Set task>
Copy the lines word for word, starting at the line containing "On this screenshot, the flag" and ending at the last line.

Exercise inputs>
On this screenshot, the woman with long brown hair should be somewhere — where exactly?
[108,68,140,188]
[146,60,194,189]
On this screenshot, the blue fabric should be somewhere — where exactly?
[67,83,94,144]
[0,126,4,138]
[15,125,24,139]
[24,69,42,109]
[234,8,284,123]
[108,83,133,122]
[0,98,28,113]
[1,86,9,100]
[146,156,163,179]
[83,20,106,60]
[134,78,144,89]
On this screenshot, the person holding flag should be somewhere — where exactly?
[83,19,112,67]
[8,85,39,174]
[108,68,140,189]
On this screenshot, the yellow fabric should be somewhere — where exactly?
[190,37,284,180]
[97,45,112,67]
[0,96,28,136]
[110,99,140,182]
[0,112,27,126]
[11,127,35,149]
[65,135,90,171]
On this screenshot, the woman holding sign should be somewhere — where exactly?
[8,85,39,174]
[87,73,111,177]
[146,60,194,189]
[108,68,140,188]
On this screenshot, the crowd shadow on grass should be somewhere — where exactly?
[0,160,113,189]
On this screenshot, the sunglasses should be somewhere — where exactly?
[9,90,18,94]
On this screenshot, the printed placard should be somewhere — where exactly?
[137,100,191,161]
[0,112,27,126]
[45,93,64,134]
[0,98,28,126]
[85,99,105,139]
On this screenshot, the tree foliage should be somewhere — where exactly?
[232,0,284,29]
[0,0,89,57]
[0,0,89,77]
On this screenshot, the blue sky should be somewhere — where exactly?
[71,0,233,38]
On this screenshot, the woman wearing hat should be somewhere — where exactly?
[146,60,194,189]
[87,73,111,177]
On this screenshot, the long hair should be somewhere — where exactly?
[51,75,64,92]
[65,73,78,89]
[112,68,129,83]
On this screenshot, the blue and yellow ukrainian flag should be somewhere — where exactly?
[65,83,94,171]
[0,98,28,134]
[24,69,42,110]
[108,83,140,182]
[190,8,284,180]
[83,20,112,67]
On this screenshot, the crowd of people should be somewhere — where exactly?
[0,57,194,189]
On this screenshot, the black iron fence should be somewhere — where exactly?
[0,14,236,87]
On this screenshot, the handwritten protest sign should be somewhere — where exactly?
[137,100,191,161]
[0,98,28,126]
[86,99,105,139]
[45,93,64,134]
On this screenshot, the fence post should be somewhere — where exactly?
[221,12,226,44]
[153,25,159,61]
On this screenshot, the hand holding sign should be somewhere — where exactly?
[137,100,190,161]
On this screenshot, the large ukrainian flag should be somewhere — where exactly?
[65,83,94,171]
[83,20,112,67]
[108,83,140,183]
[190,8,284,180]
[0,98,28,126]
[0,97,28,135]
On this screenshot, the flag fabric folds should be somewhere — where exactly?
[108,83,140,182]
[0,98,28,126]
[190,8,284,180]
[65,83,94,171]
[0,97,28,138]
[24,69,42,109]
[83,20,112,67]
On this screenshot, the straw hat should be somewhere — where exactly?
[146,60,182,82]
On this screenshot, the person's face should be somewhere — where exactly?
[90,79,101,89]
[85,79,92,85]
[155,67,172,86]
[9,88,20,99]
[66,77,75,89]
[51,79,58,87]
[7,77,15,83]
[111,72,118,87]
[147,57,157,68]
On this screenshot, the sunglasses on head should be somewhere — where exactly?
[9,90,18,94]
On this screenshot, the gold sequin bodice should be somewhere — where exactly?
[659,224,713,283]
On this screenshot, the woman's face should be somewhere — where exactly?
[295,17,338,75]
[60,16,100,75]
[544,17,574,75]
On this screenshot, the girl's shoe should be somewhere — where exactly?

Expected answer>
On this screenshot, the flag fabric folds should be somewhere — where exactly?
[108,83,140,182]
[0,98,28,126]
[190,8,284,180]
[65,83,94,171]
[0,97,28,138]
[24,69,42,109]
[83,20,112,67]
On this screenshot, the straw hat should be somewhere — where exactly?
[146,60,182,82]
On this screenshot, the person's face should be somewhere — where exactly?
[90,79,101,89]
[85,79,92,85]
[155,67,172,86]
[9,88,20,99]
[66,77,75,89]
[51,79,58,87]
[7,77,15,83]
[111,72,118,87]
[147,57,157,68]
On this screenshot, the sunglasses on head should be somewhere — where exactly?
[9,90,18,94]
On this screenshot, the gold sequin bodice should be somewhere — where exactly?
[659,224,713,283]
On this screenshot, the woman's face should be somewhere — where exactly?
[295,17,338,75]
[60,16,100,75]
[544,17,574,75]
On this screenshot, the girl's shoe should be somewhere — where exactly?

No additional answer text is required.